THE PROBLEM: Change every "single dot" in the items below to "one point", and keep every other word and line unchanged.

AVAILABLE DATA:
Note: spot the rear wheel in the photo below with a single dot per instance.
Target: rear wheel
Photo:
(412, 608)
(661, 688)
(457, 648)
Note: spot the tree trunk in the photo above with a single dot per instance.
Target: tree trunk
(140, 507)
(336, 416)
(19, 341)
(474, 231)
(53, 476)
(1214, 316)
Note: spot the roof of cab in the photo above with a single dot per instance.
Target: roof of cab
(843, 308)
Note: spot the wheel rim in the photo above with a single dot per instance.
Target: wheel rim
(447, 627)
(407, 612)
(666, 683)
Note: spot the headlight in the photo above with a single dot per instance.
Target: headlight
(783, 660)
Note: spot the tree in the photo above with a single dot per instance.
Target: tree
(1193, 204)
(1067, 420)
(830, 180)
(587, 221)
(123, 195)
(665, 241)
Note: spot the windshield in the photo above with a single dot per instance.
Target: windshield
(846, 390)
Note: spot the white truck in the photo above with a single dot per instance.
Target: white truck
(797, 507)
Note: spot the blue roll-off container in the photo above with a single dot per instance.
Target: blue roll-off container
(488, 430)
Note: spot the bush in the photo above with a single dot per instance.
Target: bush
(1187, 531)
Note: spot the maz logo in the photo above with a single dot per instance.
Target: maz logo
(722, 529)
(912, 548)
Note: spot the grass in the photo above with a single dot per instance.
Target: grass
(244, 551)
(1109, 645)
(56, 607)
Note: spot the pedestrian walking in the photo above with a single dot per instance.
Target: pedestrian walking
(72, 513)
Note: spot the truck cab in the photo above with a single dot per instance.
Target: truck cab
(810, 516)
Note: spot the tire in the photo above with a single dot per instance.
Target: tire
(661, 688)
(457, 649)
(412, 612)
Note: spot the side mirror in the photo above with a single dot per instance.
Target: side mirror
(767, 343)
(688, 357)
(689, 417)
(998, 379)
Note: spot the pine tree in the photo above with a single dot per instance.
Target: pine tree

EXERCISE SOLUTION:
Note: spot the rear wheel in the photo below with a one point per instance.
Target: rear wheel
Photo:
(412, 608)
(661, 688)
(457, 648)
Note: spot the tree trunk in the photo above with a one point per instance.
Target: tree trunk
(140, 507)
(336, 416)
(19, 341)
(474, 231)
(53, 476)
(1214, 316)
Note: spot the roof of cab in the photo above with a one point per instance.
Target: roof of cab
(843, 308)
Note: spot the wheel rim in the photo above with a one point per instance.
Target: wheel rim
(447, 627)
(407, 612)
(666, 683)
Note: spot the headlight in the photo above with a one point per instance.
Target: headlight
(783, 660)
Note: spot the tree in the photo above with a one point per instance.
Target: tree
(1193, 204)
(1067, 420)
(830, 180)
(587, 221)
(123, 195)
(665, 241)
Note: spot the windshield in the photo above with a one point per instance.
Target: windshield
(846, 390)
Note: spot the white truck in the photo above with a one point per instance.
Target: white truck
(797, 507)
Note: spot the blue roll-off container in the photo above with a one point per instance.
Target: blue roll-off container
(488, 430)
Note: spot the bush in the photo above with a one point per instance.
Target: bush
(1187, 531)
Note: spot the maz logo in the photo above with a one point per instance.
Target: maz logo
(722, 529)
(912, 548)
Note: spot the grass in the photo above with a one point per instance.
Target: grass
(244, 551)
(1109, 645)
(56, 607)
Note: spot the pedestrian walking in the photo above with a one point per instance.
Target: pedestrian walking
(72, 513)
Note: spot the truck cab in the photo above with a one point per instance.
Target: truck cab
(810, 516)
Note: spot the tire in the photo above with a one point per instance.
Target: tire
(661, 688)
(457, 649)
(412, 612)
Note: spot the side mirror in the photo above with a one point per instance.
Target: side mirror
(767, 343)
(688, 357)
(689, 417)
(998, 379)
Note: spot the pine tree in the photo above with a one point per instance.
Target: pine tree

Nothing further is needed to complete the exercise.